Make an exact copy of all the entries below, with the pictures left out.

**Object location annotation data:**
>> BEGIN

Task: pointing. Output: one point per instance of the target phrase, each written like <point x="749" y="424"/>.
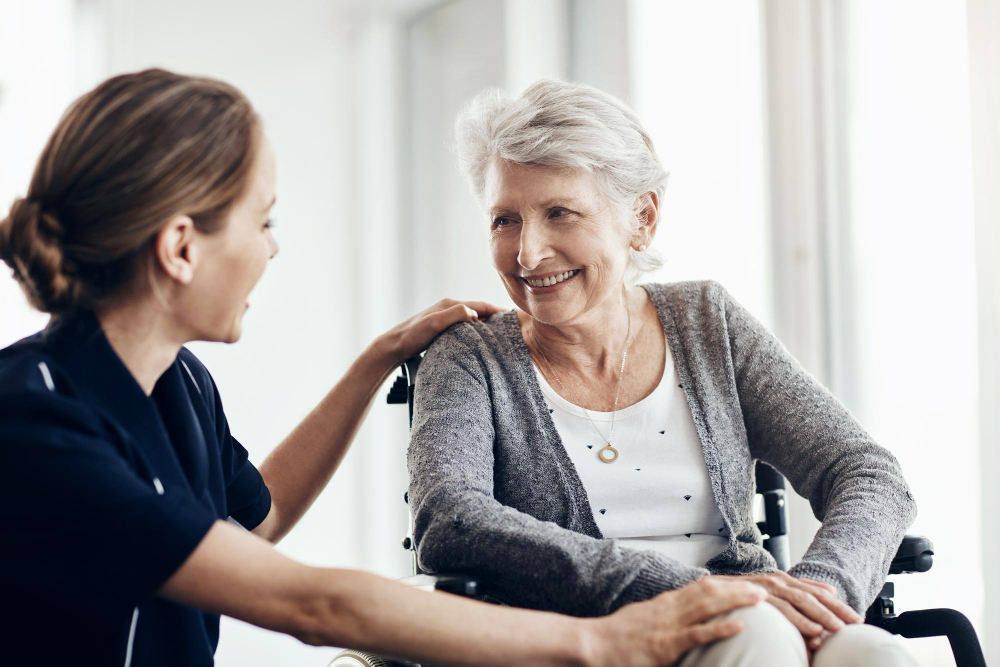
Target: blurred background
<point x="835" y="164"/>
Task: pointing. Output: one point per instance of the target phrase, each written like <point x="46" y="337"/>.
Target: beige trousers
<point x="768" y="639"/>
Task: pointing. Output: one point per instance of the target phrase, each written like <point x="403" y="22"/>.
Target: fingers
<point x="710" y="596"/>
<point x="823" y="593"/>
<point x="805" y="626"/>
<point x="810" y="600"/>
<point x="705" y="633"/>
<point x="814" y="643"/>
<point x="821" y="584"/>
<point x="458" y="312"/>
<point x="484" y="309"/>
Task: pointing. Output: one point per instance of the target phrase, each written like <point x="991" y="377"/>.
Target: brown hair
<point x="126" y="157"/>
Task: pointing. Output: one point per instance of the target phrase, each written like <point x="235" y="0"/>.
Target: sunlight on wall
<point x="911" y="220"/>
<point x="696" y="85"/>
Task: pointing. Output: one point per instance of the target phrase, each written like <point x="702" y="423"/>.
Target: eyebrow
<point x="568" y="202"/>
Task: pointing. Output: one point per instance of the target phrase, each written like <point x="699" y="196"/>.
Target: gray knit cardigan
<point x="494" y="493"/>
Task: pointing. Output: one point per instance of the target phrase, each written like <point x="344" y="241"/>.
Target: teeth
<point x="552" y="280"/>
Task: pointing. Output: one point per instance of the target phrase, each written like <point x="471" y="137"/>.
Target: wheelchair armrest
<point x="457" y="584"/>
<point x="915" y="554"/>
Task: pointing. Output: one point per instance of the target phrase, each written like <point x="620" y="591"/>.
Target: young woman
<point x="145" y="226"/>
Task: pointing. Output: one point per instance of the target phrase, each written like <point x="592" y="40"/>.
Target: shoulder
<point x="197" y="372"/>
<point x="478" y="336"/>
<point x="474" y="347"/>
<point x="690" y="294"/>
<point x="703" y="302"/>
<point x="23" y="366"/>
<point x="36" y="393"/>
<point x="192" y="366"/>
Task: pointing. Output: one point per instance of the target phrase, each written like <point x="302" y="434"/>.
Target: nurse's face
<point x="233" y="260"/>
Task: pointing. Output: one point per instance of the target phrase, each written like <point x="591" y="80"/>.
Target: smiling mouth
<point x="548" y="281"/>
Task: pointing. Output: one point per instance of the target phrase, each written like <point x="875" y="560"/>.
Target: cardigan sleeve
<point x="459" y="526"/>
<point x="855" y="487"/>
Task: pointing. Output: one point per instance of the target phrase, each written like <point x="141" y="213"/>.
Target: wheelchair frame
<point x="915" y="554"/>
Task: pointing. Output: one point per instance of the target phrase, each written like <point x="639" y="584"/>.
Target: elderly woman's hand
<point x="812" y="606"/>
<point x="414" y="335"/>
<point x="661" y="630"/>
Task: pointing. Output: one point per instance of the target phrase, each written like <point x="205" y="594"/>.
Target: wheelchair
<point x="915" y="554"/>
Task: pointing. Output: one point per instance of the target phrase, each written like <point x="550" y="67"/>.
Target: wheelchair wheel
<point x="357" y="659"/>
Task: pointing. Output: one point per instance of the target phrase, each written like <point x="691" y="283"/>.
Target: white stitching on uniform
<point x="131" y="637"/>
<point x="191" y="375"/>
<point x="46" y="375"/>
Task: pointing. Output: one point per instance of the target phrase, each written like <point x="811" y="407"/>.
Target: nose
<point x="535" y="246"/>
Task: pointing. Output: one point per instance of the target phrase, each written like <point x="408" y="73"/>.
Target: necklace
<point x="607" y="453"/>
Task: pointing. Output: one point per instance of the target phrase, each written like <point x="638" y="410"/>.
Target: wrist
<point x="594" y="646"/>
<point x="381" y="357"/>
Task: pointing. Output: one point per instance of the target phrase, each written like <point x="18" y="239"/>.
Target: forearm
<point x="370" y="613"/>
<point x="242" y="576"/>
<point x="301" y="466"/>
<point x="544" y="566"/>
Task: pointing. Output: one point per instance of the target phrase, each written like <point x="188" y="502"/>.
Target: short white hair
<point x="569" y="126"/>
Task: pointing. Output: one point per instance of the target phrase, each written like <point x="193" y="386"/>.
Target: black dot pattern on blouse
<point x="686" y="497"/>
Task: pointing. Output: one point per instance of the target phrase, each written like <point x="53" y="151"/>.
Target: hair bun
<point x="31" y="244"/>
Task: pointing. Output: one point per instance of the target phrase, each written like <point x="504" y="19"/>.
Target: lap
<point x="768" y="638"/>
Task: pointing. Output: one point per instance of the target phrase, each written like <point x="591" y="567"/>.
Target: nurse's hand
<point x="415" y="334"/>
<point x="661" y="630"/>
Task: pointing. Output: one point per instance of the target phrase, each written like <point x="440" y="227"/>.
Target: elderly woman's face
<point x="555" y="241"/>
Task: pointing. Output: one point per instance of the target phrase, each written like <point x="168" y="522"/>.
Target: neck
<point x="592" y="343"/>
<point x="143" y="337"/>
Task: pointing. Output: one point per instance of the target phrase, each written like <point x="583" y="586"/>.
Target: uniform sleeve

>> END

**THE RESULT:**
Task: pointing. Output: one point per instance of the target phrase, each written like <point x="749" y="424"/>.
Target: blurred background
<point x="835" y="164"/>
Task: pointing. Output: one point per instance of the target phrase, each written like <point x="46" y="337"/>.
Target: beige trousers
<point x="768" y="639"/>
Task: pointing. Output: one point per instance of the target phrase, each written like <point x="403" y="22"/>.
Target: fingers
<point x="710" y="596"/>
<point x="823" y="593"/>
<point x="805" y="626"/>
<point x="810" y="600"/>
<point x="705" y="633"/>
<point x="814" y="643"/>
<point x="821" y="584"/>
<point x="458" y="312"/>
<point x="484" y="309"/>
Task: pointing. Output: one point per instance of the target phrase, each written like <point x="991" y="377"/>.
Target: brown hair
<point x="126" y="157"/>
Task: pointing. Output: one point per instance of the target phrase, each written like <point x="235" y="0"/>.
Target: sunlight on wall
<point x="911" y="220"/>
<point x="696" y="85"/>
Task: pointing. Output: one point per instance of the target phrase, each written like <point x="702" y="423"/>.
Target: eyebrow
<point x="568" y="202"/>
Task: pointing. Output: one point per instance of the target phrase, each written like <point x="699" y="196"/>.
Target: gray knit cardigan
<point x="494" y="493"/>
Task: pointing. Output: one point per instance of the target phrase, each written like <point x="344" y="241"/>.
Target: teeth
<point x="552" y="280"/>
Task: pointing. Output: one point per instance of the target phrase, each written like <point x="471" y="137"/>.
Target: wheelchair armrest
<point x="457" y="584"/>
<point x="915" y="554"/>
Task: pointing. Output: one point per instance of the target phrase, each written like <point x="620" y="591"/>.
Target: young woman
<point x="145" y="226"/>
Task: pointing. Output: one point per instance of the target phrase, each written like <point x="592" y="40"/>.
Target: shoulder
<point x="197" y="372"/>
<point x="478" y="336"/>
<point x="474" y="347"/>
<point x="690" y="294"/>
<point x="703" y="302"/>
<point x="23" y="366"/>
<point x="36" y="393"/>
<point x="192" y="366"/>
Task: pointing. Output: one point per instance of the target phrase, each written like <point x="302" y="434"/>.
Target: nurse's face
<point x="233" y="260"/>
Task: pointing. Output: one point per instance of the target phrase, each written like <point x="591" y="80"/>.
Target: smiling mouth
<point x="548" y="281"/>
Task: pointing. Output: one point per instance of the target phrase, each written like <point x="875" y="560"/>.
Target: cardigan sleeve
<point x="459" y="526"/>
<point x="855" y="487"/>
Task: pointing. Output: one point per instance of the target phrase, each written like <point x="141" y="213"/>.
Target: wheelchair frame
<point x="915" y="554"/>
Task: pointing. Output: one point per instance of the target phrase, each written like <point x="639" y="584"/>.
Target: elderly woman's hand
<point x="812" y="606"/>
<point x="414" y="335"/>
<point x="661" y="630"/>
Task: pointing. Output: one point per instance of the target phrase, each written like <point x="205" y="594"/>.
Target: wheelchair
<point x="915" y="554"/>
Task: pointing. Output: one point per instance of the target phrase, each written like <point x="550" y="67"/>.
Target: wheelchair wheel
<point x="357" y="659"/>
Task: pointing. Output: one point per instance of the target phrase, each written like <point x="691" y="283"/>.
Target: white stitching on uniform
<point x="131" y="637"/>
<point x="191" y="375"/>
<point x="46" y="375"/>
Task: pointing. Output: one point per instance of the target phrase, each written like <point x="811" y="407"/>.
Target: nose
<point x="535" y="246"/>
Task: pointing. Output: one point per instance of the target phrase, each written like <point x="408" y="73"/>.
Target: necklace
<point x="607" y="453"/>
Task: pointing. Output: one point per instance of the target phrase, each written like <point x="638" y="410"/>.
Target: wrist
<point x="594" y="646"/>
<point x="381" y="357"/>
Task: pointing. Output: one point per instance of the target phrase, each written like <point x="18" y="239"/>.
Target: forearm
<point x="370" y="613"/>
<point x="242" y="576"/>
<point x="301" y="466"/>
<point x="544" y="566"/>
Task: pointing. Output: one point per instance of the target phrase, each written like <point x="188" y="502"/>.
Target: short white hair
<point x="569" y="126"/>
Task: pointing. Output: one point per instance of the target phrase, each written like <point x="193" y="386"/>.
Target: black dot pattern on blouse
<point x="686" y="497"/>
Task: pointing. Output: one point per instance of the target phrase, each written like <point x="53" y="151"/>.
Target: hair bun
<point x="31" y="244"/>
Task: pointing. Output: one point per instance of the target phrase, each written like <point x="504" y="19"/>.
Target: lap
<point x="768" y="638"/>
Task: pointing. Output: one point per instance of the target phrase, each written like <point x="591" y="567"/>.
Target: nurse's hand
<point x="415" y="334"/>
<point x="661" y="630"/>
Task: pointing. Output: one point per instance of the target phrase, each written like <point x="440" y="227"/>.
Target: elderly woman's face
<point x="555" y="241"/>
Task: pointing. Output: one point per instance of the target phrase, each written like <point x="168" y="522"/>.
Target: neck
<point x="592" y="343"/>
<point x="143" y="337"/>
Task: pointing. Output: one point per instance of the target phrase, each written like <point x="583" y="586"/>.
Target: uniform sleeve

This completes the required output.